## What needs to be done:
Can you repeat all of the lines below, switching "put a marker on" to "place a point on" wherever it occurs and leaving everything else as it is?

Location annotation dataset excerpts

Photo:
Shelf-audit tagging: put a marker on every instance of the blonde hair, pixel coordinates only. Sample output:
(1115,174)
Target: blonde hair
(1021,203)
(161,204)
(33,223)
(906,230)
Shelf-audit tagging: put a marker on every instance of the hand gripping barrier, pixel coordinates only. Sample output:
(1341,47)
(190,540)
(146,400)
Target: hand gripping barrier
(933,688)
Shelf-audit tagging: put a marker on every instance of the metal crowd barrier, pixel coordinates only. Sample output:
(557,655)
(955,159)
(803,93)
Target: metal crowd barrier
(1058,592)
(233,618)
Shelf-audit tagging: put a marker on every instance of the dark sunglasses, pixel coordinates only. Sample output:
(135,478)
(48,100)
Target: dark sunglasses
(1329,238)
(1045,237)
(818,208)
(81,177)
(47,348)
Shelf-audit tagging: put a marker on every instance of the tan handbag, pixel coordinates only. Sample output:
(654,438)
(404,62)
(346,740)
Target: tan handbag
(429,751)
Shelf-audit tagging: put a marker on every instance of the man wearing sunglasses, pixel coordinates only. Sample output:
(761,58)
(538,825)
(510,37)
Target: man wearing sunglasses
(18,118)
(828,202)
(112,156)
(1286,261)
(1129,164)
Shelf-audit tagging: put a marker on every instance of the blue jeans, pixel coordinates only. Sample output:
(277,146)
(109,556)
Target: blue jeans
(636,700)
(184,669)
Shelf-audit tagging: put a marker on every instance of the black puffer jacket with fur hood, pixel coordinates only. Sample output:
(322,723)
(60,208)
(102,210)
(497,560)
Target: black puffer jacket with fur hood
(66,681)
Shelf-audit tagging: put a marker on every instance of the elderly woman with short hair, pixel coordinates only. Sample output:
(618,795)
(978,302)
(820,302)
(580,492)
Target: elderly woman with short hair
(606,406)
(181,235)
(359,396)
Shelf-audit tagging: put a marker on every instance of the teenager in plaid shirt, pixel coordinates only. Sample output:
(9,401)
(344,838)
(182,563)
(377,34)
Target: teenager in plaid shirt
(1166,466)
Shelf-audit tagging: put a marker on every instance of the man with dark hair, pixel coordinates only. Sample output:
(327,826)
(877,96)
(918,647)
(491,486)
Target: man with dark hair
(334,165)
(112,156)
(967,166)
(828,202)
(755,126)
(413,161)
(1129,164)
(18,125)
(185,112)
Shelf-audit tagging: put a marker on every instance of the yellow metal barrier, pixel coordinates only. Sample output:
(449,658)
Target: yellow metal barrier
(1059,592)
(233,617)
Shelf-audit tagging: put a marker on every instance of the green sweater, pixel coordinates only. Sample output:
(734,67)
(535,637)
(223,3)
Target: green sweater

## Answer to this exercise:
Photo:
Shelf-audit tagging: place a point on every instance of the blonde hair, pixel coordinates only. Sample output:
(1115,174)
Target: blonde hair
(1021,203)
(161,204)
(33,223)
(906,230)
Shelf-audit tagging: place a point on every instance of the hand gripping barrier, pixel coordinates only. Sample output:
(1341,47)
(190,540)
(146,400)
Target: hand gripping barrier
(933,688)
Shelf-audit tagging: place a point on every instance of the metal crowd barrier, pixel coordinates only. Sample output:
(557,655)
(955,159)
(803,93)
Target: metal crowd barrier
(1058,592)
(233,618)
Shelf-audit tagging: place a point on every instance of the dark sunglasses, pixel coordinates only. Sample output:
(135,478)
(48,100)
Target: dark sunglasses
(1329,238)
(1045,237)
(818,208)
(81,177)
(47,348)
Shelf-audit tagging: place a point on every instance of the tan handbag, pixel coordinates only. Sample output:
(654,438)
(404,62)
(346,740)
Target: tan handbag
(429,751)
Shelf-audit tagging: place a point on every instance of the man wearing sunglasses, pixel coordinates only. Sample output:
(761,58)
(538,825)
(510,37)
Target: man wearing sunglasses
(18,118)
(828,202)
(112,156)
(1286,261)
(1129,164)
Shelf-audit tagging: place a point on every instance of the blue jeans, pixel coordinates only. Sample output:
(277,146)
(109,556)
Target: blue jeans
(636,700)
(184,669)
Shelf-audit tagging: place a point on every instance of the black puffer jacket with fur hood, pixel coordinates only. Sample output:
(322,723)
(60,208)
(102,210)
(497,560)
Target: black puffer jacket with fur hood
(66,681)
Shelf-audit tagging: place a point on every instance of the elderly woman with short hair, pixel coordinates only. Sample output:
(618,795)
(978,302)
(820,302)
(580,492)
Target: elderly woman with short hair
(606,406)
(181,235)
(359,396)
Shelf-audit tagging: place a point on every instance of the teenager in plaid shirt, pixel coordinates only. Sample output:
(9,401)
(344,838)
(182,563)
(377,34)
Target: teenager in plaid shirt
(1166,466)
Shelf-audit tagging: place a point on every instance of the man with dark hair, pixel coordinates only. Sample output:
(327,826)
(877,96)
(918,647)
(491,486)
Target: man with dark hair
(334,165)
(112,156)
(967,166)
(828,202)
(755,126)
(413,161)
(1129,164)
(18,125)
(185,112)
Shelf-audit tagging: place a point on every instance of the yellow metal barrier, pixel coordinates only. Sample output:
(449,658)
Target: yellow metal barrier
(1059,592)
(233,617)
Shelf-audit tagging: place a point on every instance of the green sweater, pixel coordinates only. Sample output:
(734,67)
(535,637)
(223,3)
Target: green sweater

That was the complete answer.